_Request_: Reproduce all of the data below word for word, keeping every line unchanged.

#####

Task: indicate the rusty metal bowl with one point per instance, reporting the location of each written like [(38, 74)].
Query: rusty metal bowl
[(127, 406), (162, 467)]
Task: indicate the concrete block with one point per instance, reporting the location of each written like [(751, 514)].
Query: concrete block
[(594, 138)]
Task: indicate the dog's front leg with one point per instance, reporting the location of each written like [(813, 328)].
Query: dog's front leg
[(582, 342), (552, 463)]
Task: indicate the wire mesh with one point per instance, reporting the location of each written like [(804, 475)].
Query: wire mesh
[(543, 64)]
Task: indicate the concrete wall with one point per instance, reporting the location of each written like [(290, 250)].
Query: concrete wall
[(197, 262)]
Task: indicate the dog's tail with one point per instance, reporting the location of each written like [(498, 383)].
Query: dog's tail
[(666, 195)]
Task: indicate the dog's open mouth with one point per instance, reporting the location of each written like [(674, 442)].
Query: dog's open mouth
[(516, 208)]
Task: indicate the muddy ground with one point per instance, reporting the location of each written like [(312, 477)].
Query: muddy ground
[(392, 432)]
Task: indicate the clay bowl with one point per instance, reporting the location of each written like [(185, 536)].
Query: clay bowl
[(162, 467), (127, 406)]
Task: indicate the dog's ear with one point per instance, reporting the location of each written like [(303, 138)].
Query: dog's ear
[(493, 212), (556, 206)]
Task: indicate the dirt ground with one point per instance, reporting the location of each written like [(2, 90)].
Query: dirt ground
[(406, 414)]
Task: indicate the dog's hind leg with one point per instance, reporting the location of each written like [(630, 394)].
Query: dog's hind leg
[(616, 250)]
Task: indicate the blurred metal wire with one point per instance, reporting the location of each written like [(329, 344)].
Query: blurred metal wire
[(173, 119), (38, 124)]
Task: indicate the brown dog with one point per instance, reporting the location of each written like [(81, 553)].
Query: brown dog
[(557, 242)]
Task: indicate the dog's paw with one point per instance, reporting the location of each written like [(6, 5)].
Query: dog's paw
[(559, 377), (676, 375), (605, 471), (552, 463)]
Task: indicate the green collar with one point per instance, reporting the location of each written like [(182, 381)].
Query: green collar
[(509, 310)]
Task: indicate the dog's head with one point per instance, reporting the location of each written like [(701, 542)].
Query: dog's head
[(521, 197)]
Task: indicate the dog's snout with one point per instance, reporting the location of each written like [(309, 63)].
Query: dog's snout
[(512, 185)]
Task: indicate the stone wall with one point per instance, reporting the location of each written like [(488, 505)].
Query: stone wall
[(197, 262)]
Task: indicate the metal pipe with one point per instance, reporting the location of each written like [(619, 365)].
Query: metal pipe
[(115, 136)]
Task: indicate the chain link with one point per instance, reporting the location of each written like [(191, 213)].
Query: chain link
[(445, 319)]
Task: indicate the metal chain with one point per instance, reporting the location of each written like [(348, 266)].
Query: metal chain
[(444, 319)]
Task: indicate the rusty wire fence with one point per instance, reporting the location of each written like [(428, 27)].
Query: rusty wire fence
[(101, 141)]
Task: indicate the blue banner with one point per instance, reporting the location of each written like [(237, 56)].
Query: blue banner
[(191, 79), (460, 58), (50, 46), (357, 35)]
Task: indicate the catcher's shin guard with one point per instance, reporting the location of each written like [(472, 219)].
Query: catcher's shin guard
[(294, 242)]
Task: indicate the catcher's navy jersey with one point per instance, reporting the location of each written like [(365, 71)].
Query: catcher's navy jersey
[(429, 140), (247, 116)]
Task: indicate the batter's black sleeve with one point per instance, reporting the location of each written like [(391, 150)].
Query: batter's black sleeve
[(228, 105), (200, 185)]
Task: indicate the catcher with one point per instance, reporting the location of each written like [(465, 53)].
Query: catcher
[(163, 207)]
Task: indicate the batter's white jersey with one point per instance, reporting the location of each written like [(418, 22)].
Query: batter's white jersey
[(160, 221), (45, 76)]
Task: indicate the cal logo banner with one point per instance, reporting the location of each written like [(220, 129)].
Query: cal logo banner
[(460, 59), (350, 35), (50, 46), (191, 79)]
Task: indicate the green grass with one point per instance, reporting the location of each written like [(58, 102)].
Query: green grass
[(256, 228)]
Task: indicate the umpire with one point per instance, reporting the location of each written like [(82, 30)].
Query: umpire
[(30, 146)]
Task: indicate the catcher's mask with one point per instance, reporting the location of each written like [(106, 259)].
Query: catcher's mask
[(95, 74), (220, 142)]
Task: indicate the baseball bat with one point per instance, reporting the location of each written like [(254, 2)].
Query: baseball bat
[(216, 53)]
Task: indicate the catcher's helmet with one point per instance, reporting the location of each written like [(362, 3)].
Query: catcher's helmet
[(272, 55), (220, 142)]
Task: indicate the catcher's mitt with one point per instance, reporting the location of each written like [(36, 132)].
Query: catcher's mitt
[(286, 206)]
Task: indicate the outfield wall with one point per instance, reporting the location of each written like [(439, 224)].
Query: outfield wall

#####

_Solution to the problem_:
Task: indicate the rusty metal bowl with one point per instance, reporting the location of each written like [(38, 74)].
Query: rusty metal bowl
[(127, 406), (162, 467)]
Task: indicate the concrete block with one point per instance, reporting the location of each written like [(751, 514)].
Query: concrete block
[(594, 138)]
Task: indicate the dog's front leg with one point per instance, reporting the location of each written like [(813, 328)].
Query: dog's front leg
[(582, 342), (552, 463)]
Task: indicate the wire mesh with one point per instance, reporting the location of each written like [(804, 475)].
Query: wire mesh
[(543, 64)]
Task: indicate the concrete wall with one point per instance, reporting the location of each written like [(290, 250)].
Query: concrete wall
[(197, 262)]
Task: indicate the dog's tail with one point per instance, reporting the location of each written like [(498, 383)].
Query: dog's tail
[(666, 195)]
Task: indicate the dog's open mouth with one point per instance, reporting the location of each written like [(674, 442)].
Query: dog's open mouth
[(516, 208)]
Task: indicate the muddy ground with one point per instance, reporting the location of each written like [(312, 477)].
Query: muddy ground
[(392, 432)]
Task: indicate the clay bowl with one point per instance, reporting the location of each written like [(185, 536)].
Query: clay bowl
[(162, 467), (127, 406)]
Task: indicate the dog's ear with one point per instance, reporting the location of each written like [(303, 138)].
Query: dog's ear
[(493, 212), (556, 206)]
Task: indicate the dirt ground with one point per instance, reporting the location of each written like [(2, 90)].
Query: dirt ground
[(406, 414)]
Task: indicate the dog's hind leg with one point per instance, reporting the location of each written like [(630, 394)].
Query: dog's hind leg
[(616, 250)]
Task: indicate the blurred metal wire with one point per instance, reporting the location of each written like [(329, 344)].
Query: blurred metal wire
[(173, 119), (38, 124)]
Task: indicate the brown dog with one point per instance, reporting the location of each written like [(81, 553)].
Query: brown dog
[(557, 242)]
Task: indicate the dog's paw with one point per instance, reporting the location of each written like [(6, 5)].
Query: dog's paw
[(559, 377), (676, 375), (605, 471), (552, 463)]
Task: indicate the green collar with one point per instance, reporting the location of each written like [(182, 381)].
Query: green collar
[(509, 310)]
Task: indicate the dog's head with one point per instance, reporting the location of each written like [(701, 542)].
Query: dog's head
[(521, 197)]
Task: indicate the dog's snout with one point per instance, reporting the location of each written like [(309, 63)].
Query: dog's snout
[(512, 185)]
Task: indicate the stone wall with one point per instance, reporting the location of each written like [(488, 505)].
Query: stone wall
[(197, 262)]
Task: indicate the metal pipe with one point per instance, reporting the location of each written like [(619, 365)].
Query: metal pipe
[(115, 136)]
Task: indicate the chain link with one point per instance, reporting the location of each written like [(191, 213)].
Query: chain link
[(445, 319)]
Task: indicate the metal chain with one point per instance, reporting the location of each written like [(348, 266)].
Query: metal chain
[(444, 319)]
Task: indicate the rusty wire fence with one point per instance, reporting the location of each written like [(428, 27)].
Query: rusty wire fence
[(101, 141)]
Task: indicate the blue banner with one point per instance, reporting the location of each written like [(237, 56)].
Query: blue banner
[(191, 79), (460, 58), (50, 46), (357, 35)]
Task: indicate the catcher's shin guard with one point per instance, reporting the location of each written like [(472, 219)].
Query: catcher's shin guard
[(294, 242)]
Task: indicate the catcher's navy jersey with one point per instance, reporting the location of each written like [(365, 71)].
Query: catcher's navy jersey
[(429, 140), (247, 116)]
Task: indicate the batter's black sleeve with one point per instance, reporting the location of each written like [(391, 150)].
Query: batter's black sleeve
[(228, 105), (200, 185)]
Task: indicate the catcher with one point per instance, reporting the location of each written like [(465, 53)].
Query: catcher
[(163, 207)]
Task: indicate the batter's white jersey with one point per instance, reporting the location of each written like [(418, 22)].
Query: batter's white jersey
[(160, 221), (45, 76)]
Task: indicate the cal logo banner with one point per instance, reporting the location of each written like [(220, 129)].
Query: cal logo banner
[(460, 59), (350, 35), (50, 46), (191, 79)]
Task: indicate the green grass with one point per instance, reporting the location of each written like [(58, 102)].
Query: green grass
[(256, 228)]
Task: indicate the umpire with one point per instance, reporting the location of each written like [(82, 30)].
Query: umpire
[(30, 146)]
Task: indicate the catcher's mask with one point per instance, reporting the location of each written like [(106, 259)].
Query: catcher's mask
[(95, 74), (220, 142)]
Task: indicate the baseball bat with one point per instance, reporting the location of each written like [(254, 2)].
Query: baseball bat
[(216, 53)]
Task: indicate the catcher's helmet with one point per instance, reporting the location of each written like [(362, 3)].
Query: catcher's helmet
[(272, 55), (220, 142)]
Task: indicate the catcher's mitt with one point per instance, reporting the location of each written like [(36, 132)].
Query: catcher's mitt
[(286, 206)]
Task: indicate the outfield wall with one point per instance, reporting the location of each written like [(439, 224)].
Query: outfield wall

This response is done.